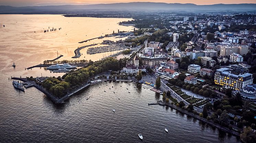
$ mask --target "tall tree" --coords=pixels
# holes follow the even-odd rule
[[[206,106],[205,106],[203,107],[203,112],[202,113],[203,114],[203,117],[205,118],[206,118],[208,116],[208,113],[207,111],[207,108]]]
[[[155,80],[155,87],[156,89],[159,89],[161,86],[161,79],[159,77]]]

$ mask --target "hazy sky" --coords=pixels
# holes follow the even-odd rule
[[[167,3],[191,3],[198,5],[216,3],[256,3],[256,0],[0,0],[0,5],[25,6],[86,4],[134,2],[162,2]]]

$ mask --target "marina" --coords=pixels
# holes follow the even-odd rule
[[[86,48],[86,47],[90,47],[91,46],[95,46],[95,45],[97,45],[98,44],[92,44],[91,45],[88,45],[86,46],[83,46],[82,47],[80,47],[79,48],[78,48],[75,50],[75,51],[74,52],[75,53],[75,56],[72,57],[72,58],[78,58],[80,57],[81,56],[81,53],[80,53],[80,50],[81,50],[82,49],[83,49],[84,48]]]
[[[112,45],[97,47],[92,47],[88,48],[87,53],[90,55],[92,55],[109,52],[124,50],[127,48],[127,47],[120,45]]]

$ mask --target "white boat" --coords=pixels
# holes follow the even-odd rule
[[[53,65],[47,67],[47,70],[55,70],[59,69],[75,69],[77,67],[76,66],[72,66],[70,65],[65,63],[63,64]]]
[[[53,72],[66,72],[70,71],[70,70],[67,70],[67,69],[58,69],[57,70],[54,70]]]
[[[138,134],[138,135],[139,135],[139,137],[140,138],[140,139],[141,140],[143,139],[143,137],[142,136],[142,134],[141,134],[141,133]]]
[[[15,88],[24,91],[24,88],[23,87],[22,84],[19,82],[19,81],[13,81],[12,82],[12,85]]]

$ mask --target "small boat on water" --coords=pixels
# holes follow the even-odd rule
[[[138,135],[139,135],[139,137],[140,138],[141,140],[143,139],[143,137],[142,136],[142,134],[141,133],[138,134]]]
[[[23,87],[22,84],[21,83],[19,82],[19,81],[13,81],[12,85],[14,87],[18,89],[24,91],[24,89]]]

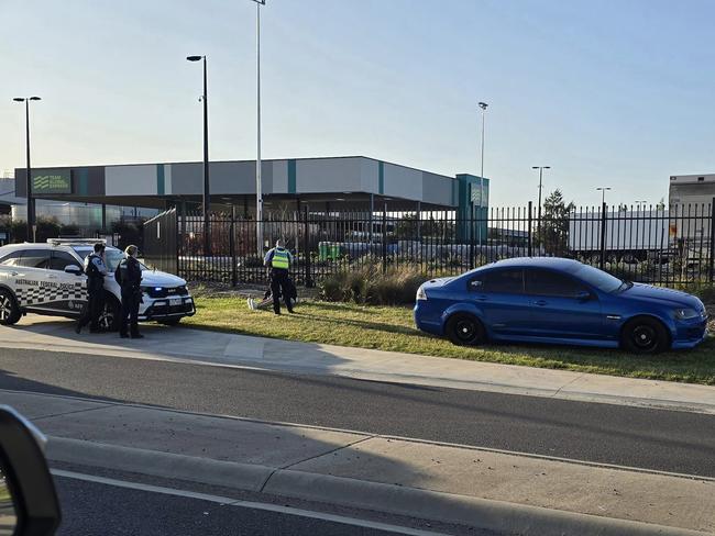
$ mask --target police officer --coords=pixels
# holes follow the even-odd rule
[[[87,255],[85,258],[85,273],[87,275],[89,299],[77,321],[75,332],[79,334],[81,328],[89,324],[89,333],[99,333],[99,316],[105,308],[105,276],[107,275],[105,244],[95,244],[95,253]]]
[[[271,268],[271,293],[273,294],[273,312],[280,314],[279,295],[286,302],[288,312],[293,313],[290,292],[288,291],[288,268],[293,264],[293,255],[285,247],[283,241],[276,241],[276,247],[270,249],[263,259],[263,264]]]
[[[127,246],[124,249],[127,257],[117,267],[119,284],[122,288],[122,312],[119,322],[119,336],[127,338],[143,338],[144,335],[139,333],[139,304],[142,301],[142,267],[136,260],[139,248],[136,246]],[[127,333],[127,324],[129,332]]]

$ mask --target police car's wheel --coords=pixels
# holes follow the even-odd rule
[[[22,313],[12,294],[7,290],[0,290],[0,324],[3,326],[16,324],[21,316]]]
[[[111,294],[105,294],[105,308],[99,315],[99,327],[106,332],[119,330],[120,305]]]

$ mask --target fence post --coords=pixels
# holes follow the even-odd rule
[[[531,214],[534,214],[534,201],[529,201],[529,215],[528,217],[528,226],[527,226],[527,233],[528,233],[528,244],[529,244],[529,257],[532,256],[534,252],[531,249],[531,227],[534,226],[534,222],[531,221]]]
[[[606,267],[606,203],[601,206],[601,269]]]
[[[710,205],[710,282],[715,279],[713,268],[715,267],[715,198]]]
[[[231,256],[231,286],[239,284],[238,259],[235,257],[235,205],[231,205],[231,225],[229,235],[229,255]]]
[[[305,241],[302,244],[302,255],[305,256],[305,265],[306,265],[306,287],[310,288],[314,286],[312,277],[310,273],[310,222],[308,221],[308,206],[304,206],[304,235],[305,235]]]
[[[383,208],[383,228],[382,228],[382,242],[383,242],[383,273],[387,271],[387,209]]]

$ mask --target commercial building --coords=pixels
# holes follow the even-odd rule
[[[212,161],[211,209],[255,216],[255,160]],[[15,170],[15,191],[25,196],[26,171]],[[33,168],[37,199],[114,206],[200,206],[201,163]],[[264,160],[266,212],[449,211],[469,219],[488,206],[490,181],[473,175],[433,174],[363,156]],[[484,230],[486,235],[486,228]]]

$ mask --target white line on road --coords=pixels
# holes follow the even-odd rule
[[[117,479],[105,478],[105,477],[96,477],[94,474],[65,471],[62,469],[51,469],[50,472],[52,472],[55,477],[61,477],[61,478],[82,480],[86,482],[94,482],[94,483],[99,483],[105,485],[113,485],[117,488],[127,488],[130,490],[146,491],[150,493],[162,493],[164,495],[174,495],[174,496],[182,496],[186,499],[195,499],[198,501],[208,501],[208,502],[219,503],[224,506],[263,510],[266,512],[274,512],[277,514],[285,514],[285,515],[297,515],[300,517],[308,517],[311,520],[319,520],[319,521],[324,521],[330,523],[339,523],[341,525],[350,525],[360,528],[370,528],[373,531],[383,531],[393,534],[402,534],[406,536],[443,536],[443,533],[433,533],[428,531],[420,531],[418,528],[388,525],[386,523],[358,520],[354,517],[345,517],[342,515],[327,514],[323,512],[299,510],[290,506],[280,506],[278,504],[267,504],[267,503],[258,503],[252,501],[237,501],[235,499],[231,499],[228,496],[211,495],[207,493],[197,493],[194,491],[177,490],[174,488],[164,488],[161,485],[142,484],[139,482],[129,482],[127,480],[117,480]]]

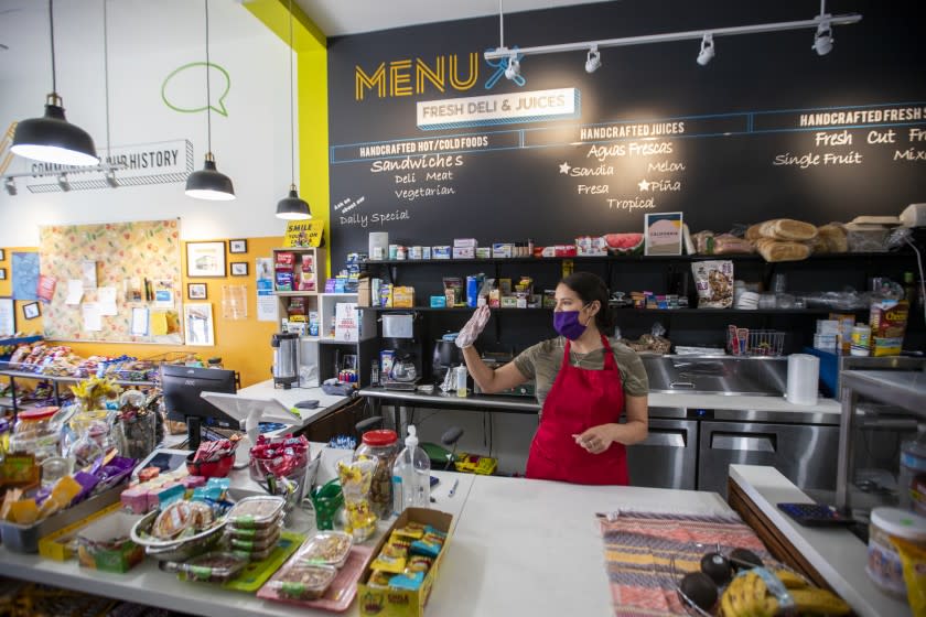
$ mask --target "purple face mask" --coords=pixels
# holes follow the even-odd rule
[[[570,340],[575,340],[585,332],[585,326],[579,322],[579,311],[553,313],[553,328]]]

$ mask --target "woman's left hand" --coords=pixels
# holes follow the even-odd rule
[[[590,454],[601,454],[614,442],[613,424],[599,424],[579,435],[572,435],[575,443]]]

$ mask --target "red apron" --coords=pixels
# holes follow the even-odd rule
[[[569,360],[569,340],[562,367],[543,401],[540,426],[527,457],[528,478],[574,484],[627,485],[627,452],[613,442],[601,454],[591,454],[572,435],[592,426],[617,422],[624,412],[624,387],[621,371],[607,338],[604,344],[604,369],[586,370]]]

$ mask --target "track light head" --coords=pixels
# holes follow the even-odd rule
[[[508,66],[505,68],[505,77],[514,79],[518,75],[520,75],[520,63],[518,62],[517,56],[510,56],[508,58]]]
[[[599,68],[601,68],[601,52],[595,45],[589,50],[589,56],[585,58],[585,73],[592,74]]]
[[[832,51],[832,26],[829,21],[821,21],[814,35],[814,51],[818,56],[825,56]]]
[[[698,64],[707,66],[713,59],[713,34],[704,34],[704,37],[701,39],[701,51],[698,53]]]

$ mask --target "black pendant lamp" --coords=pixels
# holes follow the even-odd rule
[[[212,91],[209,89],[209,0],[206,6],[206,131],[208,150],[203,169],[186,176],[186,194],[196,199],[227,202],[235,198],[232,178],[215,167],[212,153]]]
[[[295,190],[295,137],[292,119],[292,0],[290,9],[290,193],[277,202],[277,218],[287,220],[305,220],[312,218],[312,210],[305,199],[299,197]]]
[[[55,76],[55,20],[53,0],[49,0],[49,24],[52,40],[52,93],[45,100],[45,116],[17,125],[13,134],[14,154],[60,165],[97,165],[99,158],[94,140],[84,129],[64,117]]]

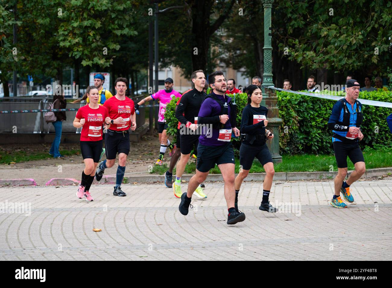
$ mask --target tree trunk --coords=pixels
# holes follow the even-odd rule
[[[131,71],[131,96],[132,97],[135,94],[135,71]]]
[[[76,85],[80,85],[80,76],[79,73],[79,69],[80,69],[80,63],[78,59],[75,59],[74,61],[74,70],[75,71],[75,75],[74,77],[74,81],[75,81],[75,84]],[[72,83],[71,83],[72,84]]]
[[[335,71],[334,73],[334,85],[339,85],[340,84],[339,81],[339,74],[338,71]]]
[[[0,82],[3,83],[3,89],[4,90],[4,96],[9,97],[9,87],[8,86],[8,81],[5,79],[0,77]]]
[[[326,68],[321,68],[317,69],[317,80],[316,85],[319,85],[322,88],[328,84],[328,71]],[[320,89],[320,90],[321,90]]]

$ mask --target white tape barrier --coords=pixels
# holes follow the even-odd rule
[[[285,92],[290,92],[293,93],[294,94],[299,94],[300,95],[305,95],[307,96],[312,96],[314,97],[318,98],[322,98],[324,99],[329,99],[330,100],[336,100],[338,101],[342,98],[344,98],[344,96],[334,96],[331,95],[326,95],[325,94],[320,94],[318,93],[310,93],[310,92],[299,92],[297,91],[292,91],[291,90],[285,90],[281,88],[277,88],[273,86],[269,86],[267,88],[272,89],[274,90],[278,90],[279,91],[284,91]],[[367,100],[366,99],[360,99],[359,98],[358,99],[361,104],[365,105],[371,105],[374,106],[379,106],[379,107],[387,107],[388,108],[392,108],[392,103],[389,102],[382,102],[381,101],[375,101],[373,100]]]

WHAT TO DO |
Return the lines beginning at the one that contains "tape barrier --coords=pixels" and continuing through the last line of the data, exactly as they stand and without any others.

PROBLEM SOLUTION |
$ mask --target white tape barrier --coords=pixels
# holes follow the even-odd rule
[[[285,92],[290,92],[293,93],[294,94],[299,94],[300,95],[305,95],[307,96],[312,96],[314,97],[318,98],[322,98],[324,99],[329,99],[330,100],[336,100],[338,101],[342,98],[344,98],[344,96],[334,96],[331,95],[326,95],[325,94],[320,94],[318,93],[310,93],[310,92],[299,92],[297,91],[292,91],[291,90],[285,90],[281,88],[277,88],[273,86],[269,86],[267,88],[272,89],[274,90],[278,90],[279,91],[284,91]],[[367,100],[366,99],[360,99],[359,98],[358,99],[361,104],[365,105],[371,105],[374,106],[379,106],[379,107],[387,107],[388,108],[392,108],[392,103],[389,102],[382,102],[381,101],[375,101],[373,100]]]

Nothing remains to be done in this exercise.